▶ _Текст для разбора_
****

Одиночество контактного человека. Дневники 1953–1998 годов - стр. 2
Отцовские оценки не идут в сравнение с тем, как порой высказывался сам Аксенов. «Кадавр!» – так говорил он о «Джине Грине – неприкасаемом». Этот роман был написан в Коктебеле вместе с двумя отдыхающими литераторами[4]. «Труп», «мертвечина» – пожалуй, для Василия Павловича не существовало оценки страшней. Другие его тексты были живыми, они буквально дышали, а этот – нет.
Возвращаясь к отцу, надо сказать, что однажды он поддался общему мнению. Еще не прочитав романа о Красине, присоединился к тем, кто воспринял книгу как попытку поправить свои материальные дела. Когда же прочел, повинился. Роман показался ему не просто удачным, но чуть ли не «лучшей вещью» Аксенова. (запись от 6.6.71).

****

▶ _Список строк_
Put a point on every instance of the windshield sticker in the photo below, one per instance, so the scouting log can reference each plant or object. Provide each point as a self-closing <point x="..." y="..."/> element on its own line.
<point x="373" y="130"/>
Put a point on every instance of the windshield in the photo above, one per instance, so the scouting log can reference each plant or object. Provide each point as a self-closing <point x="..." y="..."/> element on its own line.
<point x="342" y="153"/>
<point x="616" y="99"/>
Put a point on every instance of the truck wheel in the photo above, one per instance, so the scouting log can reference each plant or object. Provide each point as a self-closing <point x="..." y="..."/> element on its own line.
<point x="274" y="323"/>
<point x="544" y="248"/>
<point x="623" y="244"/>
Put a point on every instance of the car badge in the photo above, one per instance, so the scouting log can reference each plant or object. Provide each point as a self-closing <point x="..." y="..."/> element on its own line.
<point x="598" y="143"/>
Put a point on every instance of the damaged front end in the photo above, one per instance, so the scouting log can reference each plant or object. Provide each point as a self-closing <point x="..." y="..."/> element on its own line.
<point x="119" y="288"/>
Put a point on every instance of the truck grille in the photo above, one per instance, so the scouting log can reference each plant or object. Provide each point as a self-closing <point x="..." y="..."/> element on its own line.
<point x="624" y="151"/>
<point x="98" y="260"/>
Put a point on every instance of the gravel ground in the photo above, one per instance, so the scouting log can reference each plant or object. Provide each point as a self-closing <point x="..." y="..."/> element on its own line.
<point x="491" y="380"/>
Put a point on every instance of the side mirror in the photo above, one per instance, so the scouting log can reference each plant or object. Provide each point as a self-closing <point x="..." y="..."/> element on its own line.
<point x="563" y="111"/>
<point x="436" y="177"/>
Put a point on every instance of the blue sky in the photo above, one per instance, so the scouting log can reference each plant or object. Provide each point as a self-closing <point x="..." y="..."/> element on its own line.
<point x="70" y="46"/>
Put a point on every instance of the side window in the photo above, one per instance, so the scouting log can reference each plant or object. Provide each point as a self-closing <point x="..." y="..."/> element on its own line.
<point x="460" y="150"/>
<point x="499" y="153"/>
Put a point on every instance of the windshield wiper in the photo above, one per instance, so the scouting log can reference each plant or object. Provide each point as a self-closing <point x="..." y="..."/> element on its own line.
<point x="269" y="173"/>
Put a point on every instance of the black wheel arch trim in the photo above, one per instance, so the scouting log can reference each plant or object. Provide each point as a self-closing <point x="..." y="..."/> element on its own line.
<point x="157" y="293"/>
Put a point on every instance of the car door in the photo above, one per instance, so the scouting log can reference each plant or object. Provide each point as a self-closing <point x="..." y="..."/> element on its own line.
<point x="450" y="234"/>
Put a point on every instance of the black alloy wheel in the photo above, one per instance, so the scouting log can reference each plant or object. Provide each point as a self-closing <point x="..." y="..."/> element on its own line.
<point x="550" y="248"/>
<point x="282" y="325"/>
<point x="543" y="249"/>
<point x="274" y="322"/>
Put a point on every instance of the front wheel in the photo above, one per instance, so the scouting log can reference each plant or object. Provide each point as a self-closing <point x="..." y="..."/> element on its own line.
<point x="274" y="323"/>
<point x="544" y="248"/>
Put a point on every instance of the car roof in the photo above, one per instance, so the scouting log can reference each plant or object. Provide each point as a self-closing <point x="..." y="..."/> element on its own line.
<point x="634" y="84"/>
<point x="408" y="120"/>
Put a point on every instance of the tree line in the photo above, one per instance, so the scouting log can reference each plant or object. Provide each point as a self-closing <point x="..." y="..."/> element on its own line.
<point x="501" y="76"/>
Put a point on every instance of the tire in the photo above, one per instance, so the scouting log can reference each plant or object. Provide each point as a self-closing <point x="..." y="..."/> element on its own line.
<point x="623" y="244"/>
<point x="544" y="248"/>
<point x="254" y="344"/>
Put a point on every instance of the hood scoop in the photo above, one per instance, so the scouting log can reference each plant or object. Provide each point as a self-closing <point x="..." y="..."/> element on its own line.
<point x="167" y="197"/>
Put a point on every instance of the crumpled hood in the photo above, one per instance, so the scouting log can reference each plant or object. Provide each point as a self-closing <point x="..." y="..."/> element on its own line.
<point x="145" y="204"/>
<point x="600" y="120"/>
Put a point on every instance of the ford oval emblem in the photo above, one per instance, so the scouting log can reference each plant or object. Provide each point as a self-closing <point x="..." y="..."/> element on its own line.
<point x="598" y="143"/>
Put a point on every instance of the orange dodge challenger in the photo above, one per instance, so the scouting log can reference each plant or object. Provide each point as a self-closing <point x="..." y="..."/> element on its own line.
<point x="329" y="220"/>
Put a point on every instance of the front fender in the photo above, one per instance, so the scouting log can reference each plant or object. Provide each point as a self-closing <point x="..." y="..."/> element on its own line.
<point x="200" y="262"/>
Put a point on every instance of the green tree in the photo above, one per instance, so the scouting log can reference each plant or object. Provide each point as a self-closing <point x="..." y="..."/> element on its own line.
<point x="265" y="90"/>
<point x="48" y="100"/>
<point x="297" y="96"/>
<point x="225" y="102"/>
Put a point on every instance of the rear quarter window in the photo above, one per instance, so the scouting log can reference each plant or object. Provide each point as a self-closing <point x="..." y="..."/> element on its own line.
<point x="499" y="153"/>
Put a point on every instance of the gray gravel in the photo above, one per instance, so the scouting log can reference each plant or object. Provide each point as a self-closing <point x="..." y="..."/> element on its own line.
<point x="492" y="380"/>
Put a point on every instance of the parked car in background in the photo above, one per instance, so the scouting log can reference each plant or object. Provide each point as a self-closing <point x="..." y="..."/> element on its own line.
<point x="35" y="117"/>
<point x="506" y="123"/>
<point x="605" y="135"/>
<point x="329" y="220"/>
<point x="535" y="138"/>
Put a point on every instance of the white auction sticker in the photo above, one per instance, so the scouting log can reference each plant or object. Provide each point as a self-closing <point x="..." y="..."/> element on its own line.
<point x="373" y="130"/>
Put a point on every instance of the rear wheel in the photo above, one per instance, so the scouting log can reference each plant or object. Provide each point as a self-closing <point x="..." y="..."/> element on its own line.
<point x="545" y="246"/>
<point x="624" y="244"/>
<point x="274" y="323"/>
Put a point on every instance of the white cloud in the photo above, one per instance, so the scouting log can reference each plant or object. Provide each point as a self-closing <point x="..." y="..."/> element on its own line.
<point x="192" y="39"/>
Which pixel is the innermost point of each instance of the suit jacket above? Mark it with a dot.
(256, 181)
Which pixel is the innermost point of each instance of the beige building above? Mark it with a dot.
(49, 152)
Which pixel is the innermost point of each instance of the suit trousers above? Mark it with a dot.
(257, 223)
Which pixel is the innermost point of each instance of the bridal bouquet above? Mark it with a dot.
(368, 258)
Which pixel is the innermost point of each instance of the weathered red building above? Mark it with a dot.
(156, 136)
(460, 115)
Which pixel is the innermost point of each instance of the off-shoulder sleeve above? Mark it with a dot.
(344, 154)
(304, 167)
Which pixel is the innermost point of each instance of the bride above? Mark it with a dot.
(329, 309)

****

▶ _Задание 1_
Перескажите покороче абзац отрывка об Аксенове, который начинается словами «Возвращаясь к отцу», и сохраните главные факты.
▶ _Задание 2_
Допишите отрывок об Аксенове дальше, начиная сразу после его последнего предложения.

▶ _Ожидаемый ответ 1_
Отец однажды поддался общему мнению. Роман о Красине он еще не читал, но согласился с теми, кто считал эту книгу попыткой поправить материальные дела. Прочитав роман, он повинился: книга показалась ему удачной, чуть ли не «лучшей вещью» Аксенова (запись от 6.6.71).

▶ _Ожидаемый ответ 2_
Наверное, эта оценка порадовала бы Аксенова, если бы в это время он не писал свой, как он выражался, «нобелевский роман». За несколько месяцев до этого Василий Павлович читал главы из «Ожога» у нас дома (запись от 16.4.71). Так что отец знал, что «главная» его проза не позади, а впереди. Возможно, что-то не понял – и предпочел «Любовь к электричеству».
Существовала ли тут ревность? Если и существовала, то как одна из форм любви. Отец так горячо относился к Аксенову, что на всякие несовпадения реагировал болезненно. Ему хотелось, чтобы его приятель был лучше всех, но тот порой его подводил.
При этом ни обид, ни ссор. Взаимная симпатия была неизменной. Так бывает между близкими людьми: сердишься, даже злишься, но все-таки побеждает не это. Ну и способность чувствовать друг друга на расстоянии никуда не девается.
Когда отец не смог приехать проводить Аксенова, уезжавшего в Америку, – моя мать ложилась на онкологическую операцию, – тот все понял и в качестве прощального привета прислал книжку с нежной надписью. Ее последние слова: «Ваш старый и верный друг Вася» подтверждали, что ничего не меняется: как было в студенчестве, так будет всегда.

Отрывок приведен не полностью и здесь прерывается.